*** Opening of DOCUMENT SEGMENT ***
Our Mission
Stintino, a small village on the northern coast of Sardinia, was once known for its unique style of tuna fishing that involved the whole community. But like many places shaped by tradition, it has struggled under the weight of mass tourism. We were invited by Fabrizio Contini, a local activist from the NPO Absentia, to imagine how Stintino and its people might reclaim and renew their rich cultural heritage.
What we discovered was a place with a deep-rooted identity centred around food. Yet we also saw signs of decline: pasta shops permanently closed, not a single place to buy fresh fish, a lack of communal eating spaces, and no evident communal industry. Everything now depended on tourism, resulting in a particularly difficult winter period.
With food as our protagonist, we began our journey at the local library—unearthing old cookbooks that revealed a past diet shaped by wild plants and local ingenuity, such as the hyper-seasonal Casu Marzu, a cheese whose fermentation is aided by larvae. The cheese is consumed while the maggots are alive, because once they die, it’s considered spoiled.
Products like these are emblematic of the Blue Zones—places where populations have historically lived longer, healthier lives. They interest us precisely because they require collaboration with other species. Casu Marzu, for example, is banned for commercial sale by Italian authorities. A diet so popular amongst the health and wellness community, ironically cannot be commercialised exactly because it is considered dangerous to ones health. Yet for us, it’s in these products—those that rely on specific ecosystems and relationships—that we find new forms of heritage.
It is here that we imagine possible futures.
Our mission is to work closely with locals: cooking together, sharing stories, and learning hands-on techniques before they disappear. We’re building an archive of recipes and oral histories, documented not just in words but in gestures, scents, tastes, and traditions passed down through generations. Our goal is to preserve what matters most—what the community itself decides is worth saving—through collective conversation and shared meals.
The food we make is, therefore, an attempt to build thriving ecosystems where a sense of identity can flourish. Ironically, when we lose our collective identity through food—when we stop producing it in less regulated, communal ways, and industrial diets take over—people live shorter, unhealthier lives. By chance, our project offers an alternative future: one where investing in identity leads to something greater, where a healthier society becomes the natural consequence.
*** Close of DOCUMENT SEGMENT ***
*** Opening of DATA PROVIDED ***
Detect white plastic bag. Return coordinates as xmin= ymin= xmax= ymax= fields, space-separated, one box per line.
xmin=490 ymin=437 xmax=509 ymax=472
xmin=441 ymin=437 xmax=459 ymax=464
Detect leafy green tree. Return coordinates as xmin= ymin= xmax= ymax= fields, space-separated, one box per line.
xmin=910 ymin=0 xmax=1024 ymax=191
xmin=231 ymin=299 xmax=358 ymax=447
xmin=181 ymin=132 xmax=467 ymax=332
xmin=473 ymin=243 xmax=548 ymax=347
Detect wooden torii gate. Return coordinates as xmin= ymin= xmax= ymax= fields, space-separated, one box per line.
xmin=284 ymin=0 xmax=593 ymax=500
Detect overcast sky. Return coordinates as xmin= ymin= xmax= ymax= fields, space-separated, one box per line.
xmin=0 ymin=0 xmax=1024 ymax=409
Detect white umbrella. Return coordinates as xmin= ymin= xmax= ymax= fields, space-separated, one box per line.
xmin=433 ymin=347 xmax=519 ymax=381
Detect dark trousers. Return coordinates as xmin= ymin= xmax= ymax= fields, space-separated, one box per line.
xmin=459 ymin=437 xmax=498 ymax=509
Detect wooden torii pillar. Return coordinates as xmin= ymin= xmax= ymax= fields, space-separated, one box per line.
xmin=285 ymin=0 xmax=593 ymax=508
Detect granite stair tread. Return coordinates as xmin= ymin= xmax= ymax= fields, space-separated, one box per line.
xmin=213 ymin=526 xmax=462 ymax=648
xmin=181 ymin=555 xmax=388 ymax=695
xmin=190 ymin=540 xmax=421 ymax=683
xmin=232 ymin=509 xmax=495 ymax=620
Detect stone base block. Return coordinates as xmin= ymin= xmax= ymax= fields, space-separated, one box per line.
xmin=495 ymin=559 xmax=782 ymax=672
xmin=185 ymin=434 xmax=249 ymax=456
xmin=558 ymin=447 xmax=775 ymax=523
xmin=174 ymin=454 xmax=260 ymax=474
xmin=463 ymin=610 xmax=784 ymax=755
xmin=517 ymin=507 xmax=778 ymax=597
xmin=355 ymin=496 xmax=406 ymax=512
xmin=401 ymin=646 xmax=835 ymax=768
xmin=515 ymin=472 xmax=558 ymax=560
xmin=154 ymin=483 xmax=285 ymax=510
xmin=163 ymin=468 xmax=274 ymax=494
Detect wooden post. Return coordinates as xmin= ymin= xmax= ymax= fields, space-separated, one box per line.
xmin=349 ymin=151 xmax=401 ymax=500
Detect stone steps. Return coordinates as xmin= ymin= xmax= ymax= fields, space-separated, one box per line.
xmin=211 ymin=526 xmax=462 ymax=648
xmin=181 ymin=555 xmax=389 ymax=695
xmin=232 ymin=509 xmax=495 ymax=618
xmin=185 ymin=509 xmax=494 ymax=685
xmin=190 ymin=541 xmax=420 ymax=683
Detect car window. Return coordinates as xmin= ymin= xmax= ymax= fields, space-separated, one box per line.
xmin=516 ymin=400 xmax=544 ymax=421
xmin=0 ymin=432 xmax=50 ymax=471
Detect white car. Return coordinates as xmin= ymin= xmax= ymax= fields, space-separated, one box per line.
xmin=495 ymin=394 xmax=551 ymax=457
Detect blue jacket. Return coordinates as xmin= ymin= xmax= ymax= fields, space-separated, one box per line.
*** Close of DATA PROVIDED ***
BRIEF:
Write a continuation of the mission statement about Stintino's food heritage, starting after its final sentence.

RESULT OF THIS TASK:
How We Use Food as a Tool

In Stintino we began with Mirto, a plant traditionally used to make a sweet liquor. Through experimentation we found it could do much more: flavour meats, be preserved with salt into an aromatic sauce with umami qualities like ketchup, as a complementary salty topping for sweet desserts, or reduced into a syrup to accompany chicken liver pate, replacing the usual grape must. It’s a small example of how local ingredients, when reimagined, can bridge the past and future.
Just beyond the village, we came across the haunting remains of a salt marsh. Its stone ruins—once part of a thriving salt economy—now sit vacant, while tourists kite surf in its shadow. In homage to this forgotten industry, we collected seawater from the marsh and used traditional sun-evaporation methods to produce a salt unique to Stintino. What if the salt beds were revived sustainably, with the knowledge we have today? Could they offer the community a new identity rooted in ancestral knowledge?
The Tuna Museum of Stintino is another reminder of a past not yet fully let go, perhaps because letting go would leave an uncomfortable question behind: without tuna fishing, who are we?
During a tour, we learned about garum, a fermented sauce made from tuna offal once common in Roman cuisine and still remembered in Stintino—though not fondly. Locals recalled it as a foul, rotting substance. But garum has recently returned in modern gastronomy, appreciated for its deep umami flavor. We decided to experiment ourselves, eventually producing a refined version that could complement fish crudo and enrich sauces. Ironically, we later discovered garum was also made in our own hometown of Pontevedra.
Working with locals like Giorgio, we learned simple but powerful techniques. He showed us how to peel and marinate artichoke stalks—something most people discard—in lemon, olive oil, and salt. While cooking his family’s calamari pasta recipe, Giorgio spoke about the history of Stintino, his deep connection to food, and his sadness at how quickly food knowledge and diversity are disappearing.
These stories resonate far beyond Sardinia.
Our project is designed to be adaptable, rooted in any place where traditions are at risk. We believe in sustainability, not just ecologically but culturally. We aim to cultivate ecosystems—biological and social—that support not only human life, but all life.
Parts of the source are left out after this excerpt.